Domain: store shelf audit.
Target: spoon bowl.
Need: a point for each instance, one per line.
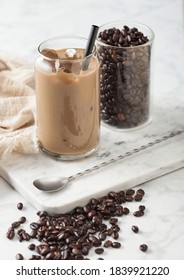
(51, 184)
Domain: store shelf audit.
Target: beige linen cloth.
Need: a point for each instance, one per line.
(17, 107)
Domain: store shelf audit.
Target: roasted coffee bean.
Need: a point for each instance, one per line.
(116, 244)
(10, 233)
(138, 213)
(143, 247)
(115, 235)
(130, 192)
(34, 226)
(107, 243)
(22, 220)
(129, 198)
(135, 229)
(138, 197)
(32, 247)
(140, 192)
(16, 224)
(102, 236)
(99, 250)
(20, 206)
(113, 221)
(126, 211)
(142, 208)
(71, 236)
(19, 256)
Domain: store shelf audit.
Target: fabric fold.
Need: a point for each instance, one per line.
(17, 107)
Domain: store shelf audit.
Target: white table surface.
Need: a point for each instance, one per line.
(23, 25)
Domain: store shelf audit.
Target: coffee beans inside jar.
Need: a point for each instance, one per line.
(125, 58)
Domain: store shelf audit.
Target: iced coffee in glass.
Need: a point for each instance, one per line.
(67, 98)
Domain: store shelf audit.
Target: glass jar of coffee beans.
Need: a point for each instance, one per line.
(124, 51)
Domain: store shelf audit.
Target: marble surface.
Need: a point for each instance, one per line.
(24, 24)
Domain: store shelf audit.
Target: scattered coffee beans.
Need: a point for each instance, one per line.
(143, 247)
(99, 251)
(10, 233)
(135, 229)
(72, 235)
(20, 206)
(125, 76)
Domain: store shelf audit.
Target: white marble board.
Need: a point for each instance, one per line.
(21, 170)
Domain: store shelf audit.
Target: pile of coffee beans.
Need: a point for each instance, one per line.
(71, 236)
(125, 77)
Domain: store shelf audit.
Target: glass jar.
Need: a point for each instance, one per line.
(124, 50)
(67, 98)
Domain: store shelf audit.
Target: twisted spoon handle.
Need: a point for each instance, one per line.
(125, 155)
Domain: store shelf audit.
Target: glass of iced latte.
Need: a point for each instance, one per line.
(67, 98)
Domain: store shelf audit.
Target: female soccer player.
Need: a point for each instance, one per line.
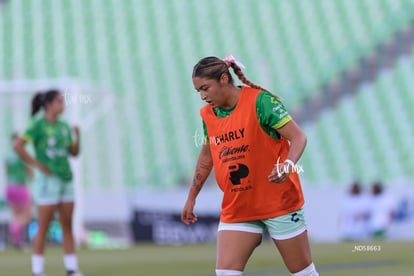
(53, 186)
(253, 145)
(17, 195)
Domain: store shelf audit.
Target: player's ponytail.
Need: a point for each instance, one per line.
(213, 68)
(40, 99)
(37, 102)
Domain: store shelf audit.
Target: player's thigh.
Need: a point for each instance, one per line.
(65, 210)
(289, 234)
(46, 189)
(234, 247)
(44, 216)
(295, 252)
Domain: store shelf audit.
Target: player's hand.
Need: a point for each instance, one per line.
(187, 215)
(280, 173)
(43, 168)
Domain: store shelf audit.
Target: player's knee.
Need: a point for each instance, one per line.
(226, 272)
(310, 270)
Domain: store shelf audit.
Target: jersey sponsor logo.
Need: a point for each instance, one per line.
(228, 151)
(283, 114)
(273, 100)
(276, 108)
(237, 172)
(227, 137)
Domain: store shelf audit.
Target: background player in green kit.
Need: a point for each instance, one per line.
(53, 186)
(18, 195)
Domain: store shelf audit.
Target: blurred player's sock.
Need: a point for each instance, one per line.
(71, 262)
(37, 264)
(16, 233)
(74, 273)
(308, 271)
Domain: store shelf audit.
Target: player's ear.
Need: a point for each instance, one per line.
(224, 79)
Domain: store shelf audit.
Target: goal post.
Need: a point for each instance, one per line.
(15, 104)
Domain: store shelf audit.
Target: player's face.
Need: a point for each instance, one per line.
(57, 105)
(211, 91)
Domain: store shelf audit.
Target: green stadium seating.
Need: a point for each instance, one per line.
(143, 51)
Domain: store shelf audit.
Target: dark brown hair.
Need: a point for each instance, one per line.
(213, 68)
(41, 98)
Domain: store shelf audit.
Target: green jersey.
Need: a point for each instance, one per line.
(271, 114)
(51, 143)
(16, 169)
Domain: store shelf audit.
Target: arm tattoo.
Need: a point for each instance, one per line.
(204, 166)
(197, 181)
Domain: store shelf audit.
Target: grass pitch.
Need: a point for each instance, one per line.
- - -
From the material above, copy everything exactly but the pictures.

Domain: store shelf audit.
Target: spoon bowl.
Need: a point for each instance, one per line.
(51, 184)
Domain: store shelf audit.
Target: beige linen cloth.
Need: a point for each instance, one per line.
(17, 107)
Domain: store shelf audit.
Target: roasted coffee bean.
Need: a point for each instance, one per line.
(116, 244)
(10, 233)
(138, 213)
(143, 247)
(115, 235)
(130, 192)
(34, 226)
(107, 243)
(22, 220)
(129, 198)
(135, 229)
(138, 197)
(32, 247)
(140, 192)
(16, 224)
(102, 236)
(99, 250)
(20, 206)
(113, 221)
(126, 211)
(142, 208)
(71, 236)
(19, 256)
Domain: store shelf audit.
Target: fabric fold.
Need: a point for each instance, one per line.
(17, 107)
Domain: store shelf audit.
Target: white table surface.
Need: a point for each instance, one per line.
(23, 25)
Domain: store shelf audit.
Target: coffee beans inside jar.
Need: a point for each instance, one per line.
(125, 58)
Domain: store shelf audit.
Target: iced coffee in glass.
Need: a point for each instance, one per line.
(67, 98)
Domain: store shelf audit.
Target: glass jar of coffee beans.
Need: a point for each instance, one per line.
(124, 51)
Domain: store shelf audit.
Target: marble surface.
Need: a point for each instance, one per line.
(24, 24)
Domain: store shelf audit.
Target: scattered coffee beans.
Need: a point for each instance, one per line.
(143, 247)
(99, 251)
(10, 233)
(135, 229)
(72, 235)
(20, 206)
(125, 76)
Domain: store shelf audit.
Target: white marble board.
Need: a point for each instance, one per line.
(21, 170)
Domain: store shelf audit.
Target: pile of coffee beans.
Need: a point for each instance, one per line.
(71, 236)
(125, 77)
Domain: store shelf audit.
Target: glass jar.
Need: a point for each instance, one per line.
(124, 50)
(67, 98)
Domain: store shelf audit.
Target: twisted spoon handle.
Need: a point for each instance, one per line.
(125, 155)
Domain: store shelf audit.
Target: glass of iced latte.
Need: a point for each instance, one per line.
(67, 98)
Domain: store shelf audit.
Target: female soccer player.
Need: a point for each instance, one per line.
(53, 186)
(253, 145)
(17, 195)
Domain: store shelf audit.
Target: player's ponytail.
Need: a point for each instance, one per line.
(213, 68)
(40, 99)
(37, 102)
Domain: store shelf audit.
Target: player's thigh.
Need: a point for each instance, one per line.
(65, 210)
(289, 234)
(46, 189)
(234, 247)
(44, 216)
(295, 252)
Domain: store shelf audit.
Target: player's hand.
Need: a point for each instance, one per line.
(187, 215)
(280, 173)
(43, 168)
Domain: store shelf audit.
Target: player's knee.
Need: a point for each instance, one per line.
(226, 272)
(310, 270)
Domain: store shelf audit.
Target: jersey sponsor logo.
Need: a point for each instance, one per line.
(228, 151)
(283, 114)
(273, 100)
(276, 108)
(237, 172)
(227, 137)
Domain: store shelf audit.
Target: background player in green kit.
Need: a point for each instance, one per line.
(53, 186)
(18, 195)
Domain: store shelf audit.
Target: blurred player's sock.
Need: a point for each instance, one per line.
(71, 262)
(37, 264)
(16, 233)
(74, 273)
(308, 271)
Domain: store shelf audit.
Target: player's ear.
Need: a point for each instance, one per line.
(224, 79)
Domain: store shelf audit.
Target: goal post.
Need: a point for each instance, one per line.
(15, 104)
Domain: store shelf audit.
Target: player's face.
Need: a point for each instance, one per line.
(57, 105)
(211, 91)
Domain: store shelf audit.
Target: green stadium seating.
Need: a point for each instance, one per line.
(143, 51)
Domain: store shelf audit.
Target: dark brown hair.
Need: a point for each instance, one per line.
(213, 68)
(41, 98)
Domain: store shelf audit.
Target: green jersey.
Need: a point for each instance, one per line.
(271, 114)
(51, 143)
(16, 169)
Domain: store shelf audit.
Target: arm tattoo.
Need: a point for each instance, one per line.
(204, 166)
(197, 181)
Domain: store shelf audit.
Target: grass pitch.
Need: a point for each instance, one per line.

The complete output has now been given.